▶ [Text shown]
(begin)
Posted in: Comics | Tagged: Comics, dave acosta, David Avallone, dynamite, entertainment, the shadow, twilight zone
Writer's Commentary – David Avallone On Twilight Zone: The Shadow #1
A Writer's Commentary: David Avallone talks Twilight Zone: The Shadow #1, on sale now from Dynamite. Cover is by Francesco Francavilla. Interiors are by Dave Acosta.
Dynamite's Executive Editor Joseph Rybandt dropped me an email and asked if I could come up with a four-issue series combining The Shadow and The Twilight Zone. He always likes to give me the easy ones. After a little back-and-forth I came up with something that was able to satisfy the powers that be, so here we are with issue one. Spoilers ahoy!
First, let's talk about that cover. I was very excited when I was told Francesco Francavilla would be doing my covers, and this first issue cover is gorgeous. Met him recently at Wondercon, and aside from being wildly talented, a very nice guy.
Page one.
(end)
▶ [Task to carry out]
Copy out the writer's commentary on Twilight Zone: The Shadow #1 word for word, from its first line to its last.

▶ [Provided material]
(begin)
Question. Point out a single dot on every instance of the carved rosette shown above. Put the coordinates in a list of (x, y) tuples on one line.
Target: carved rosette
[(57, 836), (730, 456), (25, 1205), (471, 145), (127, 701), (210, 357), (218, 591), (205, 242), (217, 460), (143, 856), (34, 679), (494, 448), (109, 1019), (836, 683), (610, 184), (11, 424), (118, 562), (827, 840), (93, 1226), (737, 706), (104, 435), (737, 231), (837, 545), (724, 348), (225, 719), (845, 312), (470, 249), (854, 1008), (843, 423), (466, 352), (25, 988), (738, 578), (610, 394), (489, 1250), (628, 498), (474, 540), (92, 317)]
(end)
▶ [Expected answer]
Posted in: Comics | Tagged: Comics, dave acosta, David Avallone, dynamite, entertainment, the shadow, twilight zone
Writer's Commentary – David Avallone On Twilight Zone: The Shadow #1
A Writer's Commentary: David Avallone talks Twilight Zone: The Shadow #1, on sale now from Dynamite. Cover is by Francesco Francavilla. Interiors are by Dave Acosta.
Dynamite's Executive Editor Joseph Rybandt dropped me an email and asked if I could come up with a four-issue series combining The Shadow and The Twilight Zone. He always likes to give me the easy ones. After a little back-and-forth I came up with something that was able to satisfy the powers that be, so here we are with issue one. Spoilers ahoy!
First, let's talk about that cover. I was very excited when I was told Francesco Francavilla would be doing my covers, and this first issue cover is gorgeous. Met him recently at Wondercon, and aside from being wildly talented, a very nice guy.
Page one.